**Written task**
Copy the records below exactly, leaving out every picture.

**Material for the task**
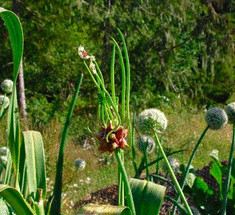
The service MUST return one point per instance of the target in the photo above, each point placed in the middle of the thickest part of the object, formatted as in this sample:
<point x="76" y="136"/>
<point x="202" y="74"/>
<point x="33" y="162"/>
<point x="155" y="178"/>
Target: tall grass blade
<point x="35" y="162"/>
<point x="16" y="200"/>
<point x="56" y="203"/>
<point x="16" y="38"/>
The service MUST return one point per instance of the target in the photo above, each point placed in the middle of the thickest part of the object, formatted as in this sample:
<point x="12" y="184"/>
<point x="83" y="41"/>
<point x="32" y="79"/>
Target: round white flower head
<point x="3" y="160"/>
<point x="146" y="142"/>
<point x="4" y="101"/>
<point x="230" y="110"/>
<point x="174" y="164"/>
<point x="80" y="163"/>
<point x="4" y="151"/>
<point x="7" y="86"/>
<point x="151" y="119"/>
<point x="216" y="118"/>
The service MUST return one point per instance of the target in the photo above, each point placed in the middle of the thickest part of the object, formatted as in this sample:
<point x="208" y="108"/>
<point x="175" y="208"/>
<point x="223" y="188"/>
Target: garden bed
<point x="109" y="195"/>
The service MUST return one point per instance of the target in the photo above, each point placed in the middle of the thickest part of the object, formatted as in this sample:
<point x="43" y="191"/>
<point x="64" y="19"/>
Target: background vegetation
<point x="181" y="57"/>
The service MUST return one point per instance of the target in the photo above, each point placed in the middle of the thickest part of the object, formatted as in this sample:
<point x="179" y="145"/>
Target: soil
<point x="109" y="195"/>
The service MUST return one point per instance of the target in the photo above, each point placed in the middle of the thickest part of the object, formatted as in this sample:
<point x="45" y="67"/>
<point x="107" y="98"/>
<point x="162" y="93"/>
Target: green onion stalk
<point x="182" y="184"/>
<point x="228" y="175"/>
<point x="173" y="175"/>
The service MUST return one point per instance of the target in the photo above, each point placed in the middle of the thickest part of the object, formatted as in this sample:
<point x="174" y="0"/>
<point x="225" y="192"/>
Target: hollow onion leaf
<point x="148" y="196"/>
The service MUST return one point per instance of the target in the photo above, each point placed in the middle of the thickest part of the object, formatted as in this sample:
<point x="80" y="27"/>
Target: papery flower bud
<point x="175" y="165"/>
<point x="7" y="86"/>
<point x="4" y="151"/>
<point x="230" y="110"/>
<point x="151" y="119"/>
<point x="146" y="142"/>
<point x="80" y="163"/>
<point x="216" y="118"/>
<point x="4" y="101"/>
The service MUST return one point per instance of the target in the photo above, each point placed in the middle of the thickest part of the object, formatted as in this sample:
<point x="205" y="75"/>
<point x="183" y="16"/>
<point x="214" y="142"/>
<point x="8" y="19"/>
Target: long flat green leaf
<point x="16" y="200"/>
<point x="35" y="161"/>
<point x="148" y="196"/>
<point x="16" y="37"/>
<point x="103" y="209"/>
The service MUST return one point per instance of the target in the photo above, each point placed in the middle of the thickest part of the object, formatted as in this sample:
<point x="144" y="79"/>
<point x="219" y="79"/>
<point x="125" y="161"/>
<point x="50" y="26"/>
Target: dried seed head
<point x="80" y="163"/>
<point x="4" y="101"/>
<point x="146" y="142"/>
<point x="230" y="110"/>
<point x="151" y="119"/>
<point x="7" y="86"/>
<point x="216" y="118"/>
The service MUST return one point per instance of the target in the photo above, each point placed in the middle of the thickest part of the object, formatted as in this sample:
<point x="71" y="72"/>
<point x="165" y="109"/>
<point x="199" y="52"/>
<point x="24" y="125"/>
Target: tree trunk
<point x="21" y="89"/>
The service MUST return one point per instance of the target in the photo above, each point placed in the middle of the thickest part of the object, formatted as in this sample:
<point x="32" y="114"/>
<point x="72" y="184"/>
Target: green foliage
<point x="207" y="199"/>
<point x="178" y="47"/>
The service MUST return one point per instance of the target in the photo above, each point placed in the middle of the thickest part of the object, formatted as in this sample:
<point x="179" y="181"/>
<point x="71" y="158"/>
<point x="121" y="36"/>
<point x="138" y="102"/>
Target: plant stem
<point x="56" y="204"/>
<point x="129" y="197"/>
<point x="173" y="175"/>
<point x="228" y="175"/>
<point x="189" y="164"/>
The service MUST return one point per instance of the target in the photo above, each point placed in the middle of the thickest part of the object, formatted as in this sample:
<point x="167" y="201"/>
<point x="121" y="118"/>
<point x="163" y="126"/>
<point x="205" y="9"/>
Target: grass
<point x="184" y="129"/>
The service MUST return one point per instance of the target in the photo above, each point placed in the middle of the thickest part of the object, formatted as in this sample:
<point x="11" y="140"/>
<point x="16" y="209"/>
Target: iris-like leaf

**Task response**
The service MUST return one point per instance of the target in the photo above, each point placed in the middle of the thickest part of the object, formatted as in this sample:
<point x="76" y="136"/>
<point x="202" y="74"/>
<point x="33" y="162"/>
<point x="155" y="178"/>
Target: tall grass blade
<point x="35" y="162"/>
<point x="16" y="200"/>
<point x="56" y="203"/>
<point x="16" y="38"/>
The service MUST return one point per instance of the target in the photo above, each point placed in the middle of the thickest part of the object, formatted as in this sample:
<point x="12" y="184"/>
<point x="83" y="41"/>
<point x="32" y="79"/>
Target: round white flower head
<point x="3" y="160"/>
<point x="146" y="142"/>
<point x="4" y="101"/>
<point x="230" y="110"/>
<point x="174" y="164"/>
<point x="80" y="163"/>
<point x="4" y="151"/>
<point x="7" y="86"/>
<point x="151" y="119"/>
<point x="216" y="118"/>
The service MUST return one point per instance of the target in the photo above, each point placed in the middle of the thickest part of the object, formatted as in this sample:
<point x="208" y="108"/>
<point x="175" y="208"/>
<point x="223" y="188"/>
Target: garden bed
<point x="109" y="195"/>
The service MUST return one point per instance of the target in the photo above, each point placed in the middle of the thickest part of the object, formatted as in this sample:
<point x="43" y="191"/>
<point x="64" y="19"/>
Target: background vegetation
<point x="181" y="57"/>
The service MUST return one point per instance of the target in the photo above, each point placed in the middle of the thickest part of the object, formatted as in this sample:
<point x="179" y="145"/>
Target: soil
<point x="109" y="195"/>
The service MUST return one point per instance of the target in the photo above, each point placed in the middle of the thickest part of the object, formatted as in this sample:
<point x="45" y="67"/>
<point x="107" y="98"/>
<point x="162" y="93"/>
Target: green onion stalk
<point x="182" y="184"/>
<point x="228" y="175"/>
<point x="173" y="175"/>
The service MUST return one point per instance of the target in the photo above, each point placed in the middle of the thickest part of the object, formatted as in this sample:
<point x="174" y="0"/>
<point x="225" y="192"/>
Target: hollow onion leaf
<point x="148" y="196"/>
The service MUST return one point per instance of the target in the photo above, each point placed in the middle of the thickest part of the object, formatted as in this sample:
<point x="80" y="27"/>
Target: papery flower bud
<point x="175" y="165"/>
<point x="7" y="86"/>
<point x="4" y="151"/>
<point x="230" y="110"/>
<point x="151" y="119"/>
<point x="146" y="142"/>
<point x="80" y="163"/>
<point x="216" y="118"/>
<point x="4" y="101"/>
The service MUST return one point per instance of the target in the photo above, each point placed in the middle of the thickest part of the object, formatted as in this sample:
<point x="205" y="75"/>
<point x="183" y="16"/>
<point x="214" y="142"/>
<point x="8" y="19"/>
Target: long flat green leaf
<point x="16" y="200"/>
<point x="35" y="161"/>
<point x="148" y="196"/>
<point x="16" y="37"/>
<point x="103" y="209"/>
The service MUST return one point per instance of the target in the photo above, each point placed in the middle of the thickest part of the object, formatted as in this sample:
<point x="144" y="79"/>
<point x="219" y="79"/>
<point x="125" y="161"/>
<point x="50" y="26"/>
Target: dried seed head
<point x="80" y="163"/>
<point x="4" y="101"/>
<point x="146" y="142"/>
<point x="230" y="110"/>
<point x="151" y="119"/>
<point x="7" y="86"/>
<point x="216" y="118"/>
The service MUST return one point per instance of the target in the photo above, each point placed in the middle of the thickest part of the object, formatted as in this sample:
<point x="71" y="72"/>
<point x="165" y="109"/>
<point x="199" y="52"/>
<point x="24" y="125"/>
Target: tree trunk
<point x="21" y="89"/>
The service MUST return one point per instance of the target in the photo above, each point placed in the middle of the thickest part of the object, formatted as in this sample:
<point x="32" y="114"/>
<point x="72" y="184"/>
Target: green foliage
<point x="207" y="199"/>
<point x="178" y="47"/>
The service MUST return one point per instance of the target in the photo above, each point placed in the middle of the thickest part of the object, formatted as in this sample:
<point x="179" y="181"/>
<point x="71" y="158"/>
<point x="121" y="36"/>
<point x="138" y="102"/>
Target: plant stem
<point x="56" y="204"/>
<point x="129" y="197"/>
<point x="173" y="175"/>
<point x="228" y="175"/>
<point x="189" y="164"/>
The service MUST return one point per instance of the target in the photo above, each point placed in the middle of the thickest part of the object, formatted as in this sample:
<point x="167" y="201"/>
<point x="121" y="118"/>
<point x="163" y="126"/>
<point x="205" y="9"/>
Target: grass
<point x="184" y="129"/>
The service MUST return one point per instance of the target in the photo above, each point placed in the middle of the thickest part of the object, formatted as in this sample:
<point x="11" y="140"/>
<point x="16" y="209"/>
Target: iris-like leaf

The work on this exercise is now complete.